#### AIM
Give back the stretch of the Julianne Moore piece from "Julianne Moore is" through "are still alive.", swapping "achieved" for "accomplished".

#### PASSAGE PROVIDED
++++++

Julianne Moore is back in theaters as a mother of 10, helping to support her family as "The Prize Winner Of Defiance, Ohio."

"She had so little and achieved so much," Moore tells The Early Show co-anchor Harry Smith about her character. "Without any kind of grumblings, with a full appreciation of what she had every day and a real enjoyment of her life."

The four-time Academy Award nominee ("Far From Heaven," "The Hours," "The End of the Affair," "Boogie Nights") plays Evelyn Ryan. The film is based on the book of the same name, written by Terry Ryan one of the middle children. And all of the children are still alive.

"They were all on the set at various times, and are wonderful people," Moore notes. "I think that is her greatest tribute. She raised these incredibly loving, smart, generous, kind children, who were so excited to be there, and so glad to talk about their mother, and so happy to celebrate her memory. It's a wonderful legacy to have something like that."

The devoted mother and housewife used her self-described "knack for words" to keep her struggling family afloat.

"It spans a 10-year period from about, like, 1955 to about 1965," Moore explains. "Women didn't receive the same kind of education. You weren't expected to have a job. Birth control was not legal until the early '60s."

Her husband is played by Oscar nominee Woody Harrelson ("The People vs. Larry Flynt"). "He was an alcoholic," Moore says. "He basically drank his paycheck, which was meager. He was a machinist. When you have all those children, it doesn't go very far. So she found a way. She, at heart, was a writer, I think, and wanted to be a journalist and then got married and having children. She started entering these contests. At the time there were these jingle and slogan contests."

And she won unbelievable amounts of money. Moore says, "She won lots of stuff. She'd win these prizes. What she didn't want to keep, she'd sell. She won a trip to Switzerland, she'd sell it and put money toward the mortgage."

++++++

#### RAW DATA
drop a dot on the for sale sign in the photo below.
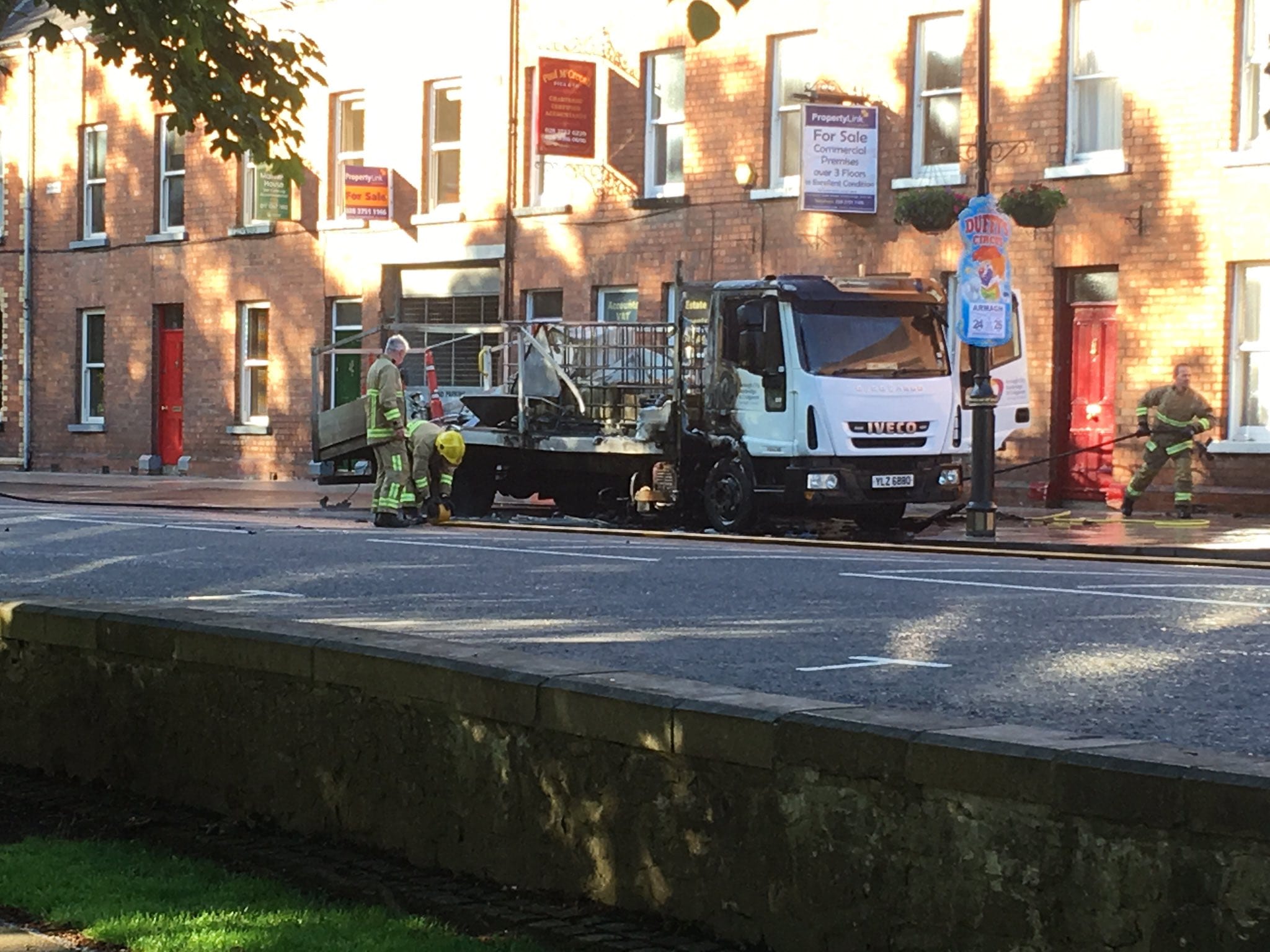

++++++

#### ANSWER FOR THIS EXERCISE
Julianne Moore is back in theaters as a mother of 10, helping to support her family as "The Prize Winner Of Defiance, Ohio."

"She had so little and accomplished so much," Moore tells The Early Show co-anchor Harry Smith about her character. "Without any kind of grumblings, with a full appreciation of what she had every day and a real enjoyment of her life."

The four-time Academy Award nominee ("Far From Heaven," "The Hours," "The End of the Affair," "Boogie Nights") plays Evelyn Ryan. The film is based on the book of the same name, written by Terry Ryan one of the middle children. And all of the children are still alive.